* **About this exercise**
The expected output is every entry, repeated exactly.

* **Data for this exercise**
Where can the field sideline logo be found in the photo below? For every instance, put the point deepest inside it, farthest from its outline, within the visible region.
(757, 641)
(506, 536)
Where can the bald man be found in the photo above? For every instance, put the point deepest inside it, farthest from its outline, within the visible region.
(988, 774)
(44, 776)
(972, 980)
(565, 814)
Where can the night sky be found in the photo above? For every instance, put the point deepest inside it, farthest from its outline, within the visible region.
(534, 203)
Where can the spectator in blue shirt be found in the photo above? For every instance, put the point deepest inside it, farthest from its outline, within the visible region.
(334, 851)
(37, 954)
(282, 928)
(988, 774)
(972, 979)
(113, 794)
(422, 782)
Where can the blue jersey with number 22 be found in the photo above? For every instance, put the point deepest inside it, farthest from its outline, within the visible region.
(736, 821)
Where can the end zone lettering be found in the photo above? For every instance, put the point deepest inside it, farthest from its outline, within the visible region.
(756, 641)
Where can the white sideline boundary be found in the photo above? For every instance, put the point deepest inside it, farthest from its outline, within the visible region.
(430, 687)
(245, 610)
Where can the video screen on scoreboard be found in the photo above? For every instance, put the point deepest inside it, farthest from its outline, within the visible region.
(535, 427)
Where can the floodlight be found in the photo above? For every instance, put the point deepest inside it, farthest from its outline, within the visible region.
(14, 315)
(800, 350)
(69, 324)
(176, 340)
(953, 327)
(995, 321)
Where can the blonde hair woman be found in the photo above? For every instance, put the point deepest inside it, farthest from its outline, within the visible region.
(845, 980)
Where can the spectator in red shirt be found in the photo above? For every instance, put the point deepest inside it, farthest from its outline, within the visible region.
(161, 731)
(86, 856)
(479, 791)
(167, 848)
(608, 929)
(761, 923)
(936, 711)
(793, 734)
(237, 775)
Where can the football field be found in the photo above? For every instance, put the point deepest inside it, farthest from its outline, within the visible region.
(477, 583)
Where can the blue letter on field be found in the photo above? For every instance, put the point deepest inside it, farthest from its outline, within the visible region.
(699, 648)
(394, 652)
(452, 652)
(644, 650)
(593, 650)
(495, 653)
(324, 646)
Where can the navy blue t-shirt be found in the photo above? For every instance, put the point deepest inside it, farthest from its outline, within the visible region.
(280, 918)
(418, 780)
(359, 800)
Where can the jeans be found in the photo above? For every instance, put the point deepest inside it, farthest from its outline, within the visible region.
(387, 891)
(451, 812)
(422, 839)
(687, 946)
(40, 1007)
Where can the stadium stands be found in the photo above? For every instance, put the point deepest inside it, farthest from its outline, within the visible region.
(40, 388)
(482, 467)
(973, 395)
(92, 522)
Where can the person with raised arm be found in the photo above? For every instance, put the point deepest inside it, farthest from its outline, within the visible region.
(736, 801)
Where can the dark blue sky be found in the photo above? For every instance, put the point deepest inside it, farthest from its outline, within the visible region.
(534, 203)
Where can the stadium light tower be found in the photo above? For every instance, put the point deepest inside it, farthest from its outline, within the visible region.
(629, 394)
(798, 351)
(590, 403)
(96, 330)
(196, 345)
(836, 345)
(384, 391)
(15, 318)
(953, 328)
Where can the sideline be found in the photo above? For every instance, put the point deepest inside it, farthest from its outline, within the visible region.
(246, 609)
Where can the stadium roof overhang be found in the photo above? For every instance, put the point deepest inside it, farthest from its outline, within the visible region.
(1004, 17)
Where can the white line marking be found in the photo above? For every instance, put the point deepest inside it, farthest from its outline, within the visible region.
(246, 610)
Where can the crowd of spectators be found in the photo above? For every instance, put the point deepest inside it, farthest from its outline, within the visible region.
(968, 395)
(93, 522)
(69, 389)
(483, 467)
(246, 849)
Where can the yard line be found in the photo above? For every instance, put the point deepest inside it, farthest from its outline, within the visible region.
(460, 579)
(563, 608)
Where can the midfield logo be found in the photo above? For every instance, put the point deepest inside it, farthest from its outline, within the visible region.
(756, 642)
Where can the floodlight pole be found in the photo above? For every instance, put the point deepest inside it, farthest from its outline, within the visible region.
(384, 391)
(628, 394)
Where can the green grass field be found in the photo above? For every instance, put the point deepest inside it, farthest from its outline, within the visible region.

* **Task answer**
Where can the field sideline logo be found in the photo below? For every instance, put the point deepest inside it, farthest from its outline, within the visible region.
(757, 641)
(506, 536)
Where can the bald man be found in the photo above? For every instance, put the point deepest inside it, farthest from its outline, within the visible region.
(988, 774)
(44, 776)
(972, 980)
(565, 814)
Where can the night sky be found in the photo above? For every instance, put the point deepest inside it, farthest from its outline, within the visible region.
(534, 203)
Where can the spectator in blue shirt be found in the photo above? For every instance, put the point deepest inside it, farthest from its outline, within the visible region.
(334, 851)
(37, 954)
(282, 928)
(988, 774)
(972, 979)
(113, 794)
(422, 782)
Where can the blue jersey with number 22 be found in the photo above? For every instance, put the point deepest inside it, farthest from its outline, within the visible region.
(736, 821)
Where can the end zone lettering be found in the photo above? For every instance, put the point deepest inside it, farthest from its outline, within the visible region.
(756, 641)
Where can the white sideline boundary be found in the photo above? For every instance, put the point deepest inside it, farthest from its outline, within the visible region.
(430, 687)
(245, 610)
Where can the video screen on scoreboard be found in the photo above? For every instance, put the point deepest inside it, farthest from its outline, within the visible region.
(535, 427)
Where can the floodlight be found in the photo above? For every instance, put the point deepest inside it, farthest from its outline, within the visible region.
(14, 315)
(800, 350)
(69, 324)
(176, 340)
(953, 327)
(995, 321)
Where can the blonde hair woman be found in the photo above? For every instance, put the point deepest inside it, farthest from its outline, within the visible region.
(845, 980)
Where can the spectator in red shirt be found in the photo above? For every instance, put the point deepest inside it, farthest from its outline, within the visible region.
(161, 731)
(86, 856)
(479, 791)
(167, 848)
(608, 929)
(761, 923)
(936, 711)
(793, 734)
(237, 775)
Where can the football field be found in the photo above? For every instance, put the point deepest inside it, farthest from its outline, within the visible region.
(477, 583)
Where can the blue letter on field be found in the photo above? For every instance, put the point deepest inside it, farthest from its outline, within the visible region.
(699, 648)
(394, 652)
(452, 652)
(644, 650)
(593, 650)
(495, 653)
(324, 646)
Where can the navy blue t-shirt be found in the photo above? For every instance, put the point deepest inside it, farthest from its outline, within the visible region.
(280, 918)
(418, 780)
(359, 800)
Where can the jeans be found in the photo above? For every instance, put the point deepest inside it, farthest from its outline, within the visible region.
(387, 891)
(451, 812)
(422, 839)
(687, 946)
(40, 1007)
Where can the stadium stands be found in the photo above? For every instance, put the point deepest inside it, farthest from its outline, within the visible region.
(40, 388)
(482, 467)
(973, 395)
(92, 522)
Where can the person with raised arm be found in the photo above? For every instance, put the point deepest inside it, farthest from its outline, within the visible region.
(736, 801)
Where can the dark blue sky be found in the photo above? For every instance, put the point deepest inside it, farthest from its outline, within the visible region.
(534, 203)
Where can the stadium light tower be found in the photo above? For every instance, put the point deepest inside it, farthest from its outline, within the visible region.
(629, 394)
(798, 351)
(590, 403)
(96, 330)
(196, 345)
(836, 345)
(384, 391)
(15, 318)
(953, 328)
Where can the sideline be found in the photo above? For every instance, put the point deepest inside it, farthest from its outline, within the visible region.
(246, 609)
Where can the stadium roof overhang be found in the photo above? For every instance, put the point deepest inside it, farthest from its outline, within the visible region.
(1004, 17)
Where can the white line marking be found in the photo above? For every instance, put the point deepest inside it, farthest from its outline, within the visible region.
(246, 610)
Where can the crowd of spectators be found in the photo above? For every instance, put the point deepest inside it, farthest from its outline, within the visible region.
(968, 395)
(93, 522)
(69, 389)
(483, 467)
(246, 849)
Where can the yard line be found in the photo above? For every instance, put the point deepest inside it, farthest from its outline, within the visible region.
(460, 579)
(563, 608)
Where can the midfield logo be found in the photo above? For every instance, put the point deepest inside it, farthest from its outline, within the visible region.
(756, 642)
Where can the floodlight pole be found in the photo above? For every instance, put the point deepest inside it, farthest from its outline, within the visible region.
(384, 391)
(628, 394)
Where can the green grass field be found in the photo above? For every instance, put the point deepest inside it, farthest from its outline, within the visible region.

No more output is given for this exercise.